Only the lines from the one containing "Target: green banner pillar" to the end of the records belong in the output; print them exactly.

Begin

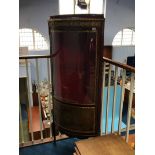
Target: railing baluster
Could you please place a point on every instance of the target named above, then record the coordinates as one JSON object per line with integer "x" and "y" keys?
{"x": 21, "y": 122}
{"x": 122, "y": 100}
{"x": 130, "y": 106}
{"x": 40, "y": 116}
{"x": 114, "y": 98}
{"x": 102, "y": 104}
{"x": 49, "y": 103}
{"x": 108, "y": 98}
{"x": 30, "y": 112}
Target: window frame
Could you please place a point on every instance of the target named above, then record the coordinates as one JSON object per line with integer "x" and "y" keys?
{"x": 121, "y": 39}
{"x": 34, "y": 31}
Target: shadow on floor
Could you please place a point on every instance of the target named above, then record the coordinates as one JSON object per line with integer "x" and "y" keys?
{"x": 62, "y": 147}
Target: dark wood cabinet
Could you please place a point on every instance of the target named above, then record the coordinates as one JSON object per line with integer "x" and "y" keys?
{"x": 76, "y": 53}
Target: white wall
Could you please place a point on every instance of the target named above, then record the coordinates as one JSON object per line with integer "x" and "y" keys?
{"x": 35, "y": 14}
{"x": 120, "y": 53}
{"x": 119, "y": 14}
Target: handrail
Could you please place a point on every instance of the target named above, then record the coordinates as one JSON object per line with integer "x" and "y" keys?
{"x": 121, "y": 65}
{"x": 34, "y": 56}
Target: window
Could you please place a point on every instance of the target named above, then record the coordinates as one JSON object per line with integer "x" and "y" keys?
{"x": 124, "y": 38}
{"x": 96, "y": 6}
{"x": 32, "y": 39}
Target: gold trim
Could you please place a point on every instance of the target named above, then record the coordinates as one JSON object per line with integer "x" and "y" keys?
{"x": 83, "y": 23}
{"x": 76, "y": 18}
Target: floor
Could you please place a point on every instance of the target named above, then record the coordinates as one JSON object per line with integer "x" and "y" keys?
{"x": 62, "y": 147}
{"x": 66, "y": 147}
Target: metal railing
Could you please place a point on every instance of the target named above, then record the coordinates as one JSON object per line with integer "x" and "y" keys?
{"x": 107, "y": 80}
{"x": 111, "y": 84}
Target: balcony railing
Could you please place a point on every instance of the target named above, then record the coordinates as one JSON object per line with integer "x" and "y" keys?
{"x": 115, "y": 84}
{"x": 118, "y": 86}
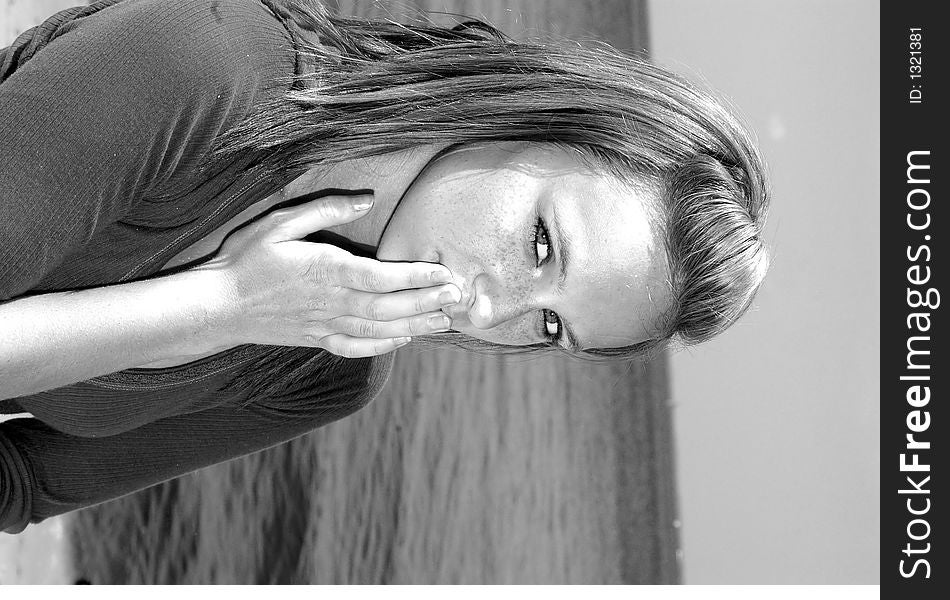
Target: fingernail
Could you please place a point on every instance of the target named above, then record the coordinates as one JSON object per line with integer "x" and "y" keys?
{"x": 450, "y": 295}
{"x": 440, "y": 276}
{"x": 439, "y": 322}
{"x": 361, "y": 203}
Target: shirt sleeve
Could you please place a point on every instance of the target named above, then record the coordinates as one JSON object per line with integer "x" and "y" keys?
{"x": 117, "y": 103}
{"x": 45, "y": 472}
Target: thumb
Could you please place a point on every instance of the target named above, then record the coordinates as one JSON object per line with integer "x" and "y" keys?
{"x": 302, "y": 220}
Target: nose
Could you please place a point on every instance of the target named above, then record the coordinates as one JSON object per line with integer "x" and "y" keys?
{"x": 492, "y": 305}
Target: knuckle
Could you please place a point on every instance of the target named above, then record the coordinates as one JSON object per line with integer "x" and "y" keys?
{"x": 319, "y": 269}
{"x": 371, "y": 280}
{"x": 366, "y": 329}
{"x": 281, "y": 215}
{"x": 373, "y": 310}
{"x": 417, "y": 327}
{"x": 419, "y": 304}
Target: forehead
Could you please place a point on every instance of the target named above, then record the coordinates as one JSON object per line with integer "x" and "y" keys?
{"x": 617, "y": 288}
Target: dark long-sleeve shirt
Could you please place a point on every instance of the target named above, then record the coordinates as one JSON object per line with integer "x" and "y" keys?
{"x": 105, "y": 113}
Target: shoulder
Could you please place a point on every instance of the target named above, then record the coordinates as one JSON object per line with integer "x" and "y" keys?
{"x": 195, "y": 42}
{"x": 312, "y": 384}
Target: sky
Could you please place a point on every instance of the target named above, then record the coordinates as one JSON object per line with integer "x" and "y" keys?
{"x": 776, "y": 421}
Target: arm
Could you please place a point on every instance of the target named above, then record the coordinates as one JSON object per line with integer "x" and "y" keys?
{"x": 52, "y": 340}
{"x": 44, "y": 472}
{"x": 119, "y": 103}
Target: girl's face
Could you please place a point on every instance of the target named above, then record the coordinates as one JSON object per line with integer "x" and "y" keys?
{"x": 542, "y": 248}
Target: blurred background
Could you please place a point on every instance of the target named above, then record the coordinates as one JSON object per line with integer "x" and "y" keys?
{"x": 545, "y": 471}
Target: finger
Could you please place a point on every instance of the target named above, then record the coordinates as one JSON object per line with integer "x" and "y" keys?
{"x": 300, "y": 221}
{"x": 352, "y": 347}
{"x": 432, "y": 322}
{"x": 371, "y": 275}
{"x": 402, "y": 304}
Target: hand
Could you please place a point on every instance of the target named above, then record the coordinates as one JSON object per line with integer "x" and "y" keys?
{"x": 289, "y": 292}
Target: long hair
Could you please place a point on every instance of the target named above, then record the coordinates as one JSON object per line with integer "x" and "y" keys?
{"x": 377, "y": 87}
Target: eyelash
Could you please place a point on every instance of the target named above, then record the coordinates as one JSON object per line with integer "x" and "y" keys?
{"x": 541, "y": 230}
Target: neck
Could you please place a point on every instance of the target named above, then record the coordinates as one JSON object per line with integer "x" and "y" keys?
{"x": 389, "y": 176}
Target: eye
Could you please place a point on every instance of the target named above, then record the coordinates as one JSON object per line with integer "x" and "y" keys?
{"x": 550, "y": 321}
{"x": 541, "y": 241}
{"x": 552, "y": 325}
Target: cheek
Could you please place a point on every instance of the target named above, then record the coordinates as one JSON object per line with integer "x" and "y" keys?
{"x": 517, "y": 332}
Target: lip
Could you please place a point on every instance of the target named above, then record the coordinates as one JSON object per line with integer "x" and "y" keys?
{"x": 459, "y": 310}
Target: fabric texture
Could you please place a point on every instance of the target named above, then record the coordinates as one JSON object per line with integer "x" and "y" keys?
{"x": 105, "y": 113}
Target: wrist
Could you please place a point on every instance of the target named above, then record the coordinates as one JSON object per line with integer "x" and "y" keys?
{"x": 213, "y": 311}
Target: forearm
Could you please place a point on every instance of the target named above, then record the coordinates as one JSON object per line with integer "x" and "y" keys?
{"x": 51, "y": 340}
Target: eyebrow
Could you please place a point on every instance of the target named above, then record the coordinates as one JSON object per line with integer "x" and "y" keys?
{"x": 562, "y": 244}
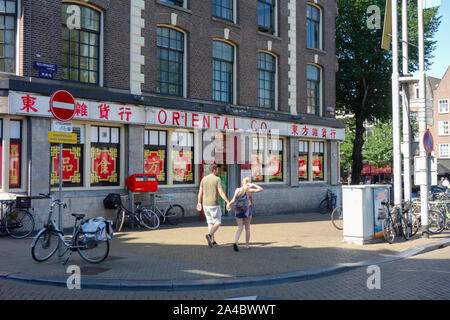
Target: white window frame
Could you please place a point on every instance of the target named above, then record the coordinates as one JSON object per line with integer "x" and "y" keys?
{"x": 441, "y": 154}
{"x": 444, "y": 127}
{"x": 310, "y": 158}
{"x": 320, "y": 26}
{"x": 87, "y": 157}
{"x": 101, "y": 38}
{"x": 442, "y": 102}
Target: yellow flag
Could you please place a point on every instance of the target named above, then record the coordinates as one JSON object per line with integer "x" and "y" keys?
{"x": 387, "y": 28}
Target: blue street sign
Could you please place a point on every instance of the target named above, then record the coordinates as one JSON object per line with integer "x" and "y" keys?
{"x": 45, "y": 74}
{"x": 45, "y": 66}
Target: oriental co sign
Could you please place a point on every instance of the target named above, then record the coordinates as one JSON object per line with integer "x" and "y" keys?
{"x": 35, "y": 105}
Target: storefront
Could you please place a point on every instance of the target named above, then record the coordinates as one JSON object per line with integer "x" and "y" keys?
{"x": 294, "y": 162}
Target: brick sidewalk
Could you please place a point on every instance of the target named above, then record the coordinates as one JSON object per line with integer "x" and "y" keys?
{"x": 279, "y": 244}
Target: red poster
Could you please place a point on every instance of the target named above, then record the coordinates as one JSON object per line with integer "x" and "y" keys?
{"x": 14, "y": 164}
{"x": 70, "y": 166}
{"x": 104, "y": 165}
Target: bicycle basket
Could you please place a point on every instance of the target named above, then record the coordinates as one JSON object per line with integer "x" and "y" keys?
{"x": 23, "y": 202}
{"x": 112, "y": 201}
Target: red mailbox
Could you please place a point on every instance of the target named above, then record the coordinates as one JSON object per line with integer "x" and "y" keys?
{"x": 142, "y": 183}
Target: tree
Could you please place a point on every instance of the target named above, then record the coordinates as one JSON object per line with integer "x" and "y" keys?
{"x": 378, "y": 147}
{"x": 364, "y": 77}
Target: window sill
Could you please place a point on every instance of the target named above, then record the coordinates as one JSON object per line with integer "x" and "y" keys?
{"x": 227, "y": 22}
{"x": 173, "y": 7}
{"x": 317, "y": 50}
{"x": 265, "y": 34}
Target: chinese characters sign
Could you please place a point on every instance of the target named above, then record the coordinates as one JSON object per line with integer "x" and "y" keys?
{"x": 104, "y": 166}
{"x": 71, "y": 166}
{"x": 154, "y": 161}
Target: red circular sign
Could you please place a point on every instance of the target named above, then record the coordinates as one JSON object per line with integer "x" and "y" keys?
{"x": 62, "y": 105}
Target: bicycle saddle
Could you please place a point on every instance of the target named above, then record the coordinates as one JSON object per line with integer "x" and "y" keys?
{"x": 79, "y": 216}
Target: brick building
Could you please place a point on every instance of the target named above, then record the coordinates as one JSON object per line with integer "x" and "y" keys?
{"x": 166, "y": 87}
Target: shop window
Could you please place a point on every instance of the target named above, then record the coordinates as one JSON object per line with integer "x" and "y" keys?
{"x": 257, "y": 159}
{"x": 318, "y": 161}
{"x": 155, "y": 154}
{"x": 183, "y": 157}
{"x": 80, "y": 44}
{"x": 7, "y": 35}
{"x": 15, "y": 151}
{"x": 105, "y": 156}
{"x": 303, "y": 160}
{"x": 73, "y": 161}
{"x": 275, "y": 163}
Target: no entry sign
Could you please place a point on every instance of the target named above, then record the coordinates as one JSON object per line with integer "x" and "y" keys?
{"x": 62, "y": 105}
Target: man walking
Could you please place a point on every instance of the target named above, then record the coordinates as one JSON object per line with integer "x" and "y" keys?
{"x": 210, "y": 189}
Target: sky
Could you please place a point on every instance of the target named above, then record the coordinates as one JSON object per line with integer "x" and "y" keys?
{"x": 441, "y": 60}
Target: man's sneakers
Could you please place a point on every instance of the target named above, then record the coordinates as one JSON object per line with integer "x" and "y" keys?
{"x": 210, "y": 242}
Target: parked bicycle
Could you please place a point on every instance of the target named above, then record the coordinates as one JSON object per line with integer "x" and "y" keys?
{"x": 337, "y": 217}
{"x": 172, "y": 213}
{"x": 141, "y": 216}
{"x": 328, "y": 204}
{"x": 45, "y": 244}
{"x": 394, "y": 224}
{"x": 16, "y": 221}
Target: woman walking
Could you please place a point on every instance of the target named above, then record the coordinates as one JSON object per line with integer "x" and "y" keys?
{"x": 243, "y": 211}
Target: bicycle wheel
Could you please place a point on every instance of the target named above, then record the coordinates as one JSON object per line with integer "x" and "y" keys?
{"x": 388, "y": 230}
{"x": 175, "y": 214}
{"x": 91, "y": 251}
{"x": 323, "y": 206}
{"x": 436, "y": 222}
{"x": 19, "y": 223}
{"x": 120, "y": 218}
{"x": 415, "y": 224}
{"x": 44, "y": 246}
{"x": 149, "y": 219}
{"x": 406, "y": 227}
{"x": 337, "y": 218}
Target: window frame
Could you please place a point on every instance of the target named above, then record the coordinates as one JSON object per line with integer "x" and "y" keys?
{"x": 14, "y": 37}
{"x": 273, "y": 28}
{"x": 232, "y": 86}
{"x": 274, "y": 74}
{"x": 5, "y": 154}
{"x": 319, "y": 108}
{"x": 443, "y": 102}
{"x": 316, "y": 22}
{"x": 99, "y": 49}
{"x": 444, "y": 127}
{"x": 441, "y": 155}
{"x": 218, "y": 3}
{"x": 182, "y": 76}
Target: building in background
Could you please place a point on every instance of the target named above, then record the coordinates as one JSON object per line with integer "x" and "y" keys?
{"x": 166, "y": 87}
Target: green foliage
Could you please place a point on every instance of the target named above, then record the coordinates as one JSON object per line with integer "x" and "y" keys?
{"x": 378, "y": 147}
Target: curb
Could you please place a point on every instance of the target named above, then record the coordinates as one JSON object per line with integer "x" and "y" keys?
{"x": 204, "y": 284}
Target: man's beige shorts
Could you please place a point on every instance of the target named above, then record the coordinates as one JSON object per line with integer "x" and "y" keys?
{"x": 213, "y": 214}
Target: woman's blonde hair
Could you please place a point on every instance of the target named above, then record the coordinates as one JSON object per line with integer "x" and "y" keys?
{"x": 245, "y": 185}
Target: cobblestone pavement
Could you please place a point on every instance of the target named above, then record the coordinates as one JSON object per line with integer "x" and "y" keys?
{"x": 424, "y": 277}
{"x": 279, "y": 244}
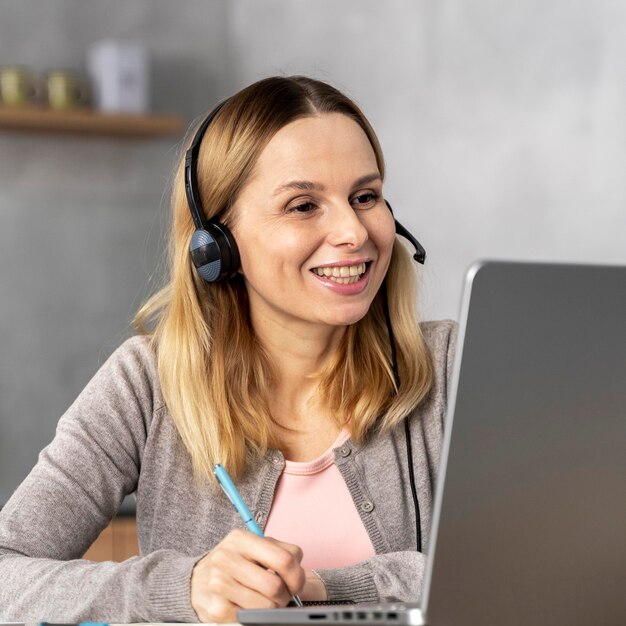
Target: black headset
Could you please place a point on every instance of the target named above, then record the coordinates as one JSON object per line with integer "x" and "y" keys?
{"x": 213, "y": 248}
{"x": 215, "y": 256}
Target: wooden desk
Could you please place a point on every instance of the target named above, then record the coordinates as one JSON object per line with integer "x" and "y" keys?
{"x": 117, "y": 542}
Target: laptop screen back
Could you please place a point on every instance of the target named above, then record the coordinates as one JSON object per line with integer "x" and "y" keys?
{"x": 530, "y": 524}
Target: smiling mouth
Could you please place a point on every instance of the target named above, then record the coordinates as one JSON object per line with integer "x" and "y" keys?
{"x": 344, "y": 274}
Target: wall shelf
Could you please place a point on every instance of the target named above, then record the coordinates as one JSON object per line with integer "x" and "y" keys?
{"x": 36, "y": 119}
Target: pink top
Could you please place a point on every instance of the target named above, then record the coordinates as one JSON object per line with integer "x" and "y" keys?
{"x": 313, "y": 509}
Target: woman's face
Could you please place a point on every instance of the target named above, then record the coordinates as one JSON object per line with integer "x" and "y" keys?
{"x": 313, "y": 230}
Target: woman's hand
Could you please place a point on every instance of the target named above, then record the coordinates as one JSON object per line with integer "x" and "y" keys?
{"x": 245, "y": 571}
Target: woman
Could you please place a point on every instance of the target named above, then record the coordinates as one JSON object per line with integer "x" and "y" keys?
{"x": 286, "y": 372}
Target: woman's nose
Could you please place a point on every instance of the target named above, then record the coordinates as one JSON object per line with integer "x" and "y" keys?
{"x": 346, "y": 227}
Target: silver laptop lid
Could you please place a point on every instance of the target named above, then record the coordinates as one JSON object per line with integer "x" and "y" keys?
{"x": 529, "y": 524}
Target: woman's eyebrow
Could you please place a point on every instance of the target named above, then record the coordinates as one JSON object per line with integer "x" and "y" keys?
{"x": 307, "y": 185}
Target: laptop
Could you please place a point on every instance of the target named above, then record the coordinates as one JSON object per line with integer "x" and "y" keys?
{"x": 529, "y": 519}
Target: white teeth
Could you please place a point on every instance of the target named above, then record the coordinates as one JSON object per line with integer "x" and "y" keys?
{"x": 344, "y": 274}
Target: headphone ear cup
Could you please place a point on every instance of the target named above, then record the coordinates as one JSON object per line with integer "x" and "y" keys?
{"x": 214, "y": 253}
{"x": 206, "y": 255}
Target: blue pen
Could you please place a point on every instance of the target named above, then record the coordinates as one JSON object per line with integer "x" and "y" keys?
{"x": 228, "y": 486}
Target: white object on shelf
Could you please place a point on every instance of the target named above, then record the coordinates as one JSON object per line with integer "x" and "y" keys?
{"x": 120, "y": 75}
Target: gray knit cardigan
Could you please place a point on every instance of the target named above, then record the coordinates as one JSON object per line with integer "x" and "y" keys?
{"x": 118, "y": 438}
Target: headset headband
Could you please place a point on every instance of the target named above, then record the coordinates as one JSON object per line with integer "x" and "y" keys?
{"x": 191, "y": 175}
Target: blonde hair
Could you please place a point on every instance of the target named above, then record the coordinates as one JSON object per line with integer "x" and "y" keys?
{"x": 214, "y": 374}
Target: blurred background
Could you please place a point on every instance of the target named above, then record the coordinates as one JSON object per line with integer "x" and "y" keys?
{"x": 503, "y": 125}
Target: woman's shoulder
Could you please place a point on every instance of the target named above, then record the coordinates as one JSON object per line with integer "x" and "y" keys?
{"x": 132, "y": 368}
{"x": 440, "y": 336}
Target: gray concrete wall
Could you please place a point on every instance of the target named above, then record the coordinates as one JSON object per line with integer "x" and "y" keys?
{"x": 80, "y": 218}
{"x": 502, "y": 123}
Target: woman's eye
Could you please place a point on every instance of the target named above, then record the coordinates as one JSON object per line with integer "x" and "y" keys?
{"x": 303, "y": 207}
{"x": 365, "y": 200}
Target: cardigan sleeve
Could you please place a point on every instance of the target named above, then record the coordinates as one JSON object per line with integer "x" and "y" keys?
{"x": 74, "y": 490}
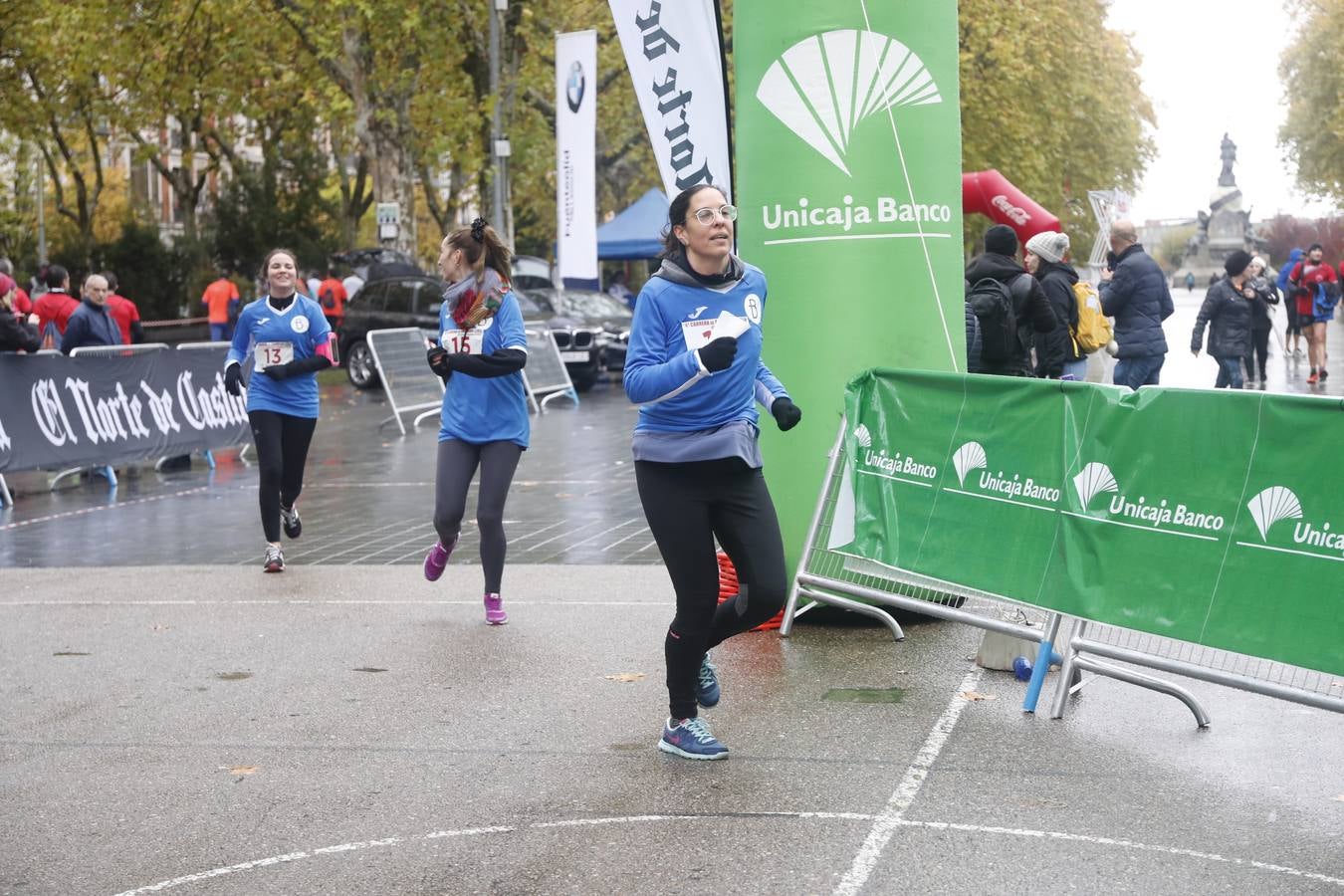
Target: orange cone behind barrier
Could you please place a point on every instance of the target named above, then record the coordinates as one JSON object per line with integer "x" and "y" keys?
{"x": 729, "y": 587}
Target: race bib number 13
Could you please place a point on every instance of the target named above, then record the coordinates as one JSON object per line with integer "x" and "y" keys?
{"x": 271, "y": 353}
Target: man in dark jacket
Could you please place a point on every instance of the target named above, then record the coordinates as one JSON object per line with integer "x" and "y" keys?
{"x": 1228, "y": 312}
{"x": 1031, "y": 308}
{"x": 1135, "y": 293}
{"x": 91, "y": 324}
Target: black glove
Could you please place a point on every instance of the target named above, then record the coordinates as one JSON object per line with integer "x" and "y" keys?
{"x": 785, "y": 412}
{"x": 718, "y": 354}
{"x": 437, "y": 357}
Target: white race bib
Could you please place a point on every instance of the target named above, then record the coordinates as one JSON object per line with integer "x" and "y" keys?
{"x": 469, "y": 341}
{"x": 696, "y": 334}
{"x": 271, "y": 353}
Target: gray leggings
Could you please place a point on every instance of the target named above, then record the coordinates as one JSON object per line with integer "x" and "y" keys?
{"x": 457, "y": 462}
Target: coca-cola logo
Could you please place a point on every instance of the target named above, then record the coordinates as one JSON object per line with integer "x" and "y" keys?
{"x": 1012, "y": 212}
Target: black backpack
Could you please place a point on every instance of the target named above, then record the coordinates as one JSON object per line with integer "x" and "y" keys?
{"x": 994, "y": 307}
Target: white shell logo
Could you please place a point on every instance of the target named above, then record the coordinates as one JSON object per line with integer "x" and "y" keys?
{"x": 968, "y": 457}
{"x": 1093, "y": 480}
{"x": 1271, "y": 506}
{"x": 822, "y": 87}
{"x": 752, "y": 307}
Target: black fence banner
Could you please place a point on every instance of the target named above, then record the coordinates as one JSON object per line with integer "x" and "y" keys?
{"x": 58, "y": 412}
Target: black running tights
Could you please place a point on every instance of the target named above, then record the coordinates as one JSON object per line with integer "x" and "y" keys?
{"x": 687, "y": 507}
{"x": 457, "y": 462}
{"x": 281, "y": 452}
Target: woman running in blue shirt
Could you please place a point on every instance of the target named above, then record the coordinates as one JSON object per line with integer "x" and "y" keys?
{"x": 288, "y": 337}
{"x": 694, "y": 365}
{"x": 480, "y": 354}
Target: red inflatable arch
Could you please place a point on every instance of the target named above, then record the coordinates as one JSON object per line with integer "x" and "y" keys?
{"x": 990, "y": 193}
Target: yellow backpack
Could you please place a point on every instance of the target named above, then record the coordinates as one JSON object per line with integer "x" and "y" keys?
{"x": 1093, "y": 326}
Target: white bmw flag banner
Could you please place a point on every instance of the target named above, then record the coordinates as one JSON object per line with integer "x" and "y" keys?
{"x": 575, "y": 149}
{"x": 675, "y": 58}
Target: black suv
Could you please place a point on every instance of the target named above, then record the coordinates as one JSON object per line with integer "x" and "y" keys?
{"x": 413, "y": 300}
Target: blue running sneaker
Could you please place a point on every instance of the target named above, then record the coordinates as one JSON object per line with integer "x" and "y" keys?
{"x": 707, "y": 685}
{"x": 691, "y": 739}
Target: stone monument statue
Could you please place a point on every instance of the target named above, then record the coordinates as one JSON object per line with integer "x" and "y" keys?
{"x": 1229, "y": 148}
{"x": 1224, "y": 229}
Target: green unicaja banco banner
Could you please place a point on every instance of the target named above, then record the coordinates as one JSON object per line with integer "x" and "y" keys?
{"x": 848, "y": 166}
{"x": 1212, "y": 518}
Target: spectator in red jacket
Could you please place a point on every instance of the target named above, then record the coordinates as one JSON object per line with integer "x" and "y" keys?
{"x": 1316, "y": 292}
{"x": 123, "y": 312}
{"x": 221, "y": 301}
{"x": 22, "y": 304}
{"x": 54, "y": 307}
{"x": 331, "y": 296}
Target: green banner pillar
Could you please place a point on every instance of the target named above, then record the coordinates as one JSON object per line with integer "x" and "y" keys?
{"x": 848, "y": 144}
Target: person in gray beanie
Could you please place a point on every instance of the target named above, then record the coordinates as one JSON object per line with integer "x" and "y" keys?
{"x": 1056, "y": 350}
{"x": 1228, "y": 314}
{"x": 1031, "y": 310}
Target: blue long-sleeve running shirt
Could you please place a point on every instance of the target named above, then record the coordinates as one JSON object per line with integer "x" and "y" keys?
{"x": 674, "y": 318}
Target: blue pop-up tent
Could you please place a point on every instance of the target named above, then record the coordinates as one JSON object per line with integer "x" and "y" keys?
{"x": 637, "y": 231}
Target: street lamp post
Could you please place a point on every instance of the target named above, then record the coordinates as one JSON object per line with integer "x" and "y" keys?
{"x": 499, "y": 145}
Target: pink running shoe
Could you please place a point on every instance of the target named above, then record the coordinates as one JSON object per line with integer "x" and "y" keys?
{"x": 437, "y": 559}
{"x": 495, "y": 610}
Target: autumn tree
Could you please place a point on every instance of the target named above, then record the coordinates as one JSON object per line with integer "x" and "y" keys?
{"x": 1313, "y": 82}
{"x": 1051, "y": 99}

End

■ **Complete answer**:
Target: green banner pillar
Could you please place a point on every instance of the target named above, then record the coordinates as one JSON object per line with integer "x" and "y" keys?
{"x": 848, "y": 144}
Target: person in gray beanie
Could you please place a point on every instance of the target named above, then record the coordinates as one JSON object per line with integer "x" and "y" keys?
{"x": 1056, "y": 350}
{"x": 1228, "y": 314}
{"x": 1031, "y": 310}
Target: blue long-sleeve running shirt
Could you please place a point on every instance of the target named above, then record the coordinates as one JSON object per line with integer "x" and "y" keys?
{"x": 674, "y": 318}
Target: blue pop-up tent
Could you please place a point on every instance of the target named above, then record the coordinates as one JSON object per line with integer "x" and "y" keys?
{"x": 637, "y": 231}
Target: street lamp post
Could you please place a point on every instance of the target named above, then record the coordinates as one JSON object per line with integer "x" and "y" keys?
{"x": 499, "y": 145}
Target: pink running shoe
Could you please place a point on every instance of the target named above, then record the coordinates as one JSON object per line with integer "x" and "y" keys?
{"x": 437, "y": 559}
{"x": 495, "y": 610}
Target: autumn tree
Could you please place a point on every instance of the target named above, then record the coordinates as one JSON object per line with integer "x" and "y" keys?
{"x": 1313, "y": 82}
{"x": 1051, "y": 99}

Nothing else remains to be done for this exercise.